[Collected data entries]
○ ○ ○ ○ ○

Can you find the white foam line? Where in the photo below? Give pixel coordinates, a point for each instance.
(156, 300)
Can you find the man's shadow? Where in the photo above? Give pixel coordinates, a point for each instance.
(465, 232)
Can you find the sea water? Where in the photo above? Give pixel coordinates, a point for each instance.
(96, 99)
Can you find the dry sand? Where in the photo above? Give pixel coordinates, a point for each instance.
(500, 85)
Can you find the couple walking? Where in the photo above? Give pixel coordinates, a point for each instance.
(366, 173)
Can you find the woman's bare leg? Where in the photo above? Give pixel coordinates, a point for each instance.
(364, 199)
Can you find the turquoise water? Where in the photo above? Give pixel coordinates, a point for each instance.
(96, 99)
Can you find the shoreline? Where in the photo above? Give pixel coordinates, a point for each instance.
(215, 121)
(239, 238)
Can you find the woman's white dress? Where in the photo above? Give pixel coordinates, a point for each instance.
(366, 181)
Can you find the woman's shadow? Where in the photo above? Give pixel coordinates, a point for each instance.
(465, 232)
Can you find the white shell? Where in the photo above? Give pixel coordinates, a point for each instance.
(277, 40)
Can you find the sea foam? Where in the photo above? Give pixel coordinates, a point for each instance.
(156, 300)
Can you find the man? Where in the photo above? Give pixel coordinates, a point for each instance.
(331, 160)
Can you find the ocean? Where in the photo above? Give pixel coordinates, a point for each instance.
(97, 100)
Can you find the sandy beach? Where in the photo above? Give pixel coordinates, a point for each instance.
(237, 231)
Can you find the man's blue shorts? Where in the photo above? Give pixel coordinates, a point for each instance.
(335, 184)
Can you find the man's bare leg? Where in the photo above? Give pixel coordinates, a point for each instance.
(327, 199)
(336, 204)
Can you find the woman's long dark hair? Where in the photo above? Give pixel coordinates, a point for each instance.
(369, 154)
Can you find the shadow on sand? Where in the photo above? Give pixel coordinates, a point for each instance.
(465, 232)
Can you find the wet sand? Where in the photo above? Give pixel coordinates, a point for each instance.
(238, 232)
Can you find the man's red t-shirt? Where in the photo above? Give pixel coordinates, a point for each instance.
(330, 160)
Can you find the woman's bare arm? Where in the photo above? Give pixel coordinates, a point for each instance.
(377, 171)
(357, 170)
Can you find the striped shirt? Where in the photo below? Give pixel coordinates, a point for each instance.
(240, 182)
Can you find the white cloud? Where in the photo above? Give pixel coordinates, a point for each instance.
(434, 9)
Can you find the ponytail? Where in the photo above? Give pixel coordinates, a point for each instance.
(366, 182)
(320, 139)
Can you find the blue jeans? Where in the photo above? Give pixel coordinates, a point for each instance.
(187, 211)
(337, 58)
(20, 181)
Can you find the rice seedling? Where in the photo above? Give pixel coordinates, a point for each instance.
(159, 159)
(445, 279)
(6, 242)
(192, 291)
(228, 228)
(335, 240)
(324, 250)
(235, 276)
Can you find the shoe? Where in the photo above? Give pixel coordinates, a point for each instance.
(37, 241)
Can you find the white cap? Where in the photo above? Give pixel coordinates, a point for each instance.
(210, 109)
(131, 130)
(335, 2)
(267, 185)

○ ○ ○ ○ ○

Using the records above as the source, restate each line verbatim.

▶ _Completed exercise_:
Can you find the white foam line? Where in the photo below? Give pixel coordinates, a point for each instance.
(156, 300)
Can you find the man's shadow? Where in the photo above? Give pixel coordinates, a point for each instance.
(465, 232)
Can you find the sea water? Where in the photo above? Give pixel coordinates, a point for each instance.
(96, 99)
Can you find the dry sand? Where in the photo above? Give pixel coordinates, a point for each instance.
(500, 85)
Can you find the couple walking? Where in the photo above? Give pixel coordinates, a point for each instance.
(366, 173)
Can you find the woman's bare leg? Where in the photo above? Give pixel coordinates, a point for each instance.
(364, 199)
Can you find the turquoise water? Where in the photo above? Give pixel coordinates, a point for each instance.
(96, 99)
Can you find the shoreline? Where in the photo above? Give pixel coordinates, a point for each instance.
(215, 121)
(239, 238)
Can you find the woman's white dress? Where in the photo above? Give pixel coordinates, a point for each instance.
(366, 181)
Can you find the woman's shadow? Where in the photo above? Give pixel coordinates, a point for each instance.
(465, 232)
Can you find the white shell? Where in the photo above? Give pixel coordinates, a point for each instance.
(277, 40)
Can you find the sea foam? Where in the photo above? Give pixel coordinates, a point for each instance.
(156, 300)
Can you find the man? Where in the photo above? Give pixel coordinates, a point for each instance.
(331, 160)
Can you find the ocean? Where in the photo above? Give pixel coordinates, a point for each instance.
(97, 100)
Can you find the sandy beach? Where in the photo above? Give pixel coordinates, a point for each instance.
(237, 231)
Can you find the man's blue shorts? Where in the photo above? Give pixel coordinates, a point for each instance.
(335, 184)
Can you find the man's bare leg? Where in the photo above? Give pixel coordinates, a point for each instance.
(327, 199)
(336, 204)
Can you find the woman's long dark hair? Where in the photo above? Give pixel coordinates, a point for each instance.
(369, 154)
Can you find the shadow on sand? Where in the photo above? Give pixel coordinates, a point for each instance.
(465, 232)
Can you find the wet sand? Where in the photo above? Give pixel coordinates, a point for each instance.
(238, 232)
Can you find the man's red t-shirt? Where in the photo above? Give pixel coordinates, a point for each instance.
(330, 160)
Can you find the woman's bare arm? Where in the photo above? Give pixel coordinates, a point for each instance.
(377, 171)
(357, 170)
Can you find the striped shirt? Where in the photo below? Give pixel coordinates, a point for each instance.
(240, 182)
Can you find the white cloud? Where in the photo above? Give pixel coordinates, a point for each instance.
(434, 9)
Can you find the ponytail? Where in the photo above? Give pixel coordinates, a point for each instance.
(366, 182)
(320, 139)
Can you find the blue jeans? Where in the photo above? Give pixel coordinates, a point for each instance.
(187, 211)
(337, 58)
(20, 181)
Can you find the rice seedling? Where in the photo above? Give pixel coordinates, a point for each instance.
(159, 159)
(445, 279)
(6, 242)
(192, 291)
(228, 228)
(335, 240)
(324, 250)
(235, 276)
Can you find the shoe? Where in the photo above? Give pixel coordinates, a point for each instance.
(37, 241)
Can you find the white cap? Where in the photo above? Give pixel coordinates, a point for each instance.
(210, 109)
(131, 130)
(335, 2)
(267, 185)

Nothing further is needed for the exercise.